Each record below is to be reproduced without any change.

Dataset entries
§ §
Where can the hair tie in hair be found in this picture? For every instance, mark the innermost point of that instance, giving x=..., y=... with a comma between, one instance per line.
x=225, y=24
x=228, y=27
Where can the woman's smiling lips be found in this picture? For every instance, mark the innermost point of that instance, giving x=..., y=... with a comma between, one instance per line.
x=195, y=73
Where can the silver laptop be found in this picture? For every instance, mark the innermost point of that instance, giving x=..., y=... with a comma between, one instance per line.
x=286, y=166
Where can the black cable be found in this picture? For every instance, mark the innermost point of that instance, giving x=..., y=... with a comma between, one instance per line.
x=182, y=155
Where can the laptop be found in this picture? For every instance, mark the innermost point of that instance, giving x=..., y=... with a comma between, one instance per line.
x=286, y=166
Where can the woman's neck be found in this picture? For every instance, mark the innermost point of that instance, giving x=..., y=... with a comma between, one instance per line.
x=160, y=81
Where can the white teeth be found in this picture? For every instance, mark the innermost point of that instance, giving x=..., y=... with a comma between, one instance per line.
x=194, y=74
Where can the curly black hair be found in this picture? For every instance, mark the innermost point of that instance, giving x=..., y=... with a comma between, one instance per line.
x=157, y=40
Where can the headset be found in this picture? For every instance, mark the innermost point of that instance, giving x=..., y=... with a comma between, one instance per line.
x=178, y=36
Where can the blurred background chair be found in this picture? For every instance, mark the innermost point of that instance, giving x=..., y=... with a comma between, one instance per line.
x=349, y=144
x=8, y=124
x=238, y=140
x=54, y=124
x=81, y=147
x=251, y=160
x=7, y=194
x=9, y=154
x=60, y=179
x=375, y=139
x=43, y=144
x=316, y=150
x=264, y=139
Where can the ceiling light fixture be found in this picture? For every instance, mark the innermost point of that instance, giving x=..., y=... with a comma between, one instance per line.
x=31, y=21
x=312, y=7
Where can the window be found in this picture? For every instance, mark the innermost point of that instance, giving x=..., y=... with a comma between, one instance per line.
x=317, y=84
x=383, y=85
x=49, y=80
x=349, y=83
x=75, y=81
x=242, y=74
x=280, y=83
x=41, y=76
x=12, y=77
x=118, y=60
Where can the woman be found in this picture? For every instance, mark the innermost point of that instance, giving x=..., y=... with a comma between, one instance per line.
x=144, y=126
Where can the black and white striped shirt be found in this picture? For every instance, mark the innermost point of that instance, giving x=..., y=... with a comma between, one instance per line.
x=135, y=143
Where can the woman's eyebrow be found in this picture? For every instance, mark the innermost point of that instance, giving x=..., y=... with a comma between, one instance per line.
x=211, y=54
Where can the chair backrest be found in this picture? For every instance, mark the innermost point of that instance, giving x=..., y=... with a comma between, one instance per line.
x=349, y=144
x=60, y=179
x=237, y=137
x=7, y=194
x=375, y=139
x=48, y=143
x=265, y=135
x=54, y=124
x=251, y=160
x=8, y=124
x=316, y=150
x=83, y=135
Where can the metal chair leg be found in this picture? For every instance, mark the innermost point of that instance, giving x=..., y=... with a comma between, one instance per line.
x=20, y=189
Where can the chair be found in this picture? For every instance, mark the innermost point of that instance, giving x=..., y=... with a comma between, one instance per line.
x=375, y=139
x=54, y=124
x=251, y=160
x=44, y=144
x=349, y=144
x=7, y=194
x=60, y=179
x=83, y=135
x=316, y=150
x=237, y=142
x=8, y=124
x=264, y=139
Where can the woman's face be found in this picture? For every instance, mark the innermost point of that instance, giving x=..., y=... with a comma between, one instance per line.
§ §
- _TASK SOLUTION_:
Where can the hair tie in hair be found in this picture? For every instance, mark the innermost point of that instance, giving x=..., y=... with a comma between, one instance per line.
x=225, y=24
x=228, y=27
Where can the woman's smiling lips be found in this picture? For every instance, mark the innermost point of that instance, giving x=..., y=... with a comma between, one instance per line.
x=195, y=73
Where can the silver laptop be found in this picture? For every instance, mark the innermost point of that instance, giving x=..., y=... with a comma between, one instance per line.
x=286, y=166
Where can the black cable be found in this picture? For every instance, mark the innermost point of that instance, giving x=..., y=... with a comma between, one instance per line.
x=182, y=155
Where can the laptop be found in this picture? For every instance, mark the innermost point of that instance, giving x=..., y=... with a comma between, one instance per line.
x=286, y=166
Where can the woman's neck be found in this picture? For every instance, mark the innermost point of that instance, giving x=..., y=... with a comma between, one instance per line.
x=160, y=81
Where can the white teeth be found in this picture? For every instance, mark the innermost point of that instance, giving x=..., y=... with a comma between, one instance per line.
x=194, y=74
Where can the curly black hair be found in this picture? For every instance, mark the innermost point of that instance, giving x=..., y=... with a comma between, one instance per line.
x=157, y=40
Where can the headset be found in this picture? For every instance, mark the innermost point of that instance, giving x=..., y=... with a comma between, one instance per line.
x=178, y=36
Where can the blurred background chair be found in this picture? For every instance, mark the innermost point of that instance, giving x=..., y=... with a comma between, one instance per line.
x=349, y=144
x=8, y=124
x=238, y=140
x=54, y=124
x=81, y=147
x=251, y=160
x=7, y=194
x=9, y=154
x=60, y=179
x=375, y=139
x=43, y=144
x=316, y=150
x=264, y=139
Where can the ceiling light fixture be found in this picture? For every instance, mark the innermost point of that instance, giving x=..., y=... with a comma between, one instance per line.
x=31, y=21
x=312, y=7
Where can the window be found in this picture? For every instance, mark the innermost point of that instance, giving x=..., y=... with a comma between, one instance per line.
x=317, y=84
x=383, y=85
x=49, y=80
x=349, y=83
x=75, y=81
x=242, y=74
x=280, y=83
x=41, y=76
x=12, y=77
x=118, y=60
Where can the woman be found in this picture? For every instance, mark the innermost point of that instance, giving x=..., y=... with a comma between, one instance per line.
x=144, y=126
Where can the black and white striped shirt be found in this picture? For every instance, mark the innermost point of that instance, giving x=..., y=... with a comma between, one instance per line.
x=135, y=143
Where can the woman's eyebrow be found in this picture? For every instance, mark the innermost point of that instance, giving x=..., y=... with a comma between, one instance per line.
x=211, y=54
Where can the chair backrest be found in this picture? For every instance, mark the innermost point of that instance, giving x=..., y=... with a comma between, one instance per line.
x=349, y=144
x=60, y=179
x=237, y=137
x=7, y=194
x=375, y=139
x=48, y=143
x=265, y=135
x=54, y=124
x=251, y=160
x=8, y=124
x=316, y=150
x=83, y=135
Where can the metal chair leg be found in this picture? For every instance, mark the innermost point of that instance, giving x=..., y=... with a comma between, one instance per line.
x=20, y=189
Where can the chair be found in this picture? For every instance, mark the innermost point of that instance, giving x=..., y=... with a comma between, one instance per line.
x=375, y=139
x=54, y=124
x=251, y=160
x=44, y=144
x=349, y=144
x=7, y=194
x=60, y=179
x=83, y=135
x=316, y=150
x=237, y=142
x=8, y=124
x=264, y=139
Where can the woman's face be found in this picture? For every instance, mark the innermost point of that instance, giving x=..., y=... with a comma between, one instance per line.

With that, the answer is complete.